◆ WORK TO COMPLETE ◆
Copy every line of the listing below, including the requests but leaving out the pictures. Multiply each bounding-box coordinate in the answers by 1.25 and round it to a whole number, rounding halves up.

◆ TASK DATA ◆
-----
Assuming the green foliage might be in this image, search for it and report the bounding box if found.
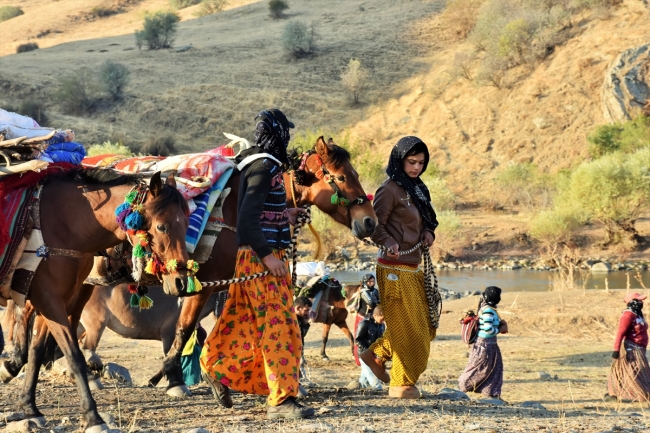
[140,135,176,156]
[556,147,650,243]
[169,0,201,9]
[0,6,25,23]
[194,0,228,17]
[587,116,650,158]
[135,12,180,50]
[54,67,97,114]
[99,60,131,100]
[16,42,38,54]
[341,59,368,104]
[529,209,581,245]
[87,141,133,156]
[282,21,316,58]
[269,0,289,19]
-----
◆ THE SOLUTION ◆
Assuming the green foliage might be in this image, search for it and report the bounding box if found.
[175,169,220,195]
[695,184,813,304]
[211,0,251,11]
[0,8,31,29]
[243,0,285,21]
[734,145,813,198]
[169,15,225,63]
[68,84,121,143]
[124,75,164,125]
[20,53,48,68]
[426,74,460,130]
[661,261,726,306]
[109,176,166,195]
[353,26,395,73]
[336,0,361,24]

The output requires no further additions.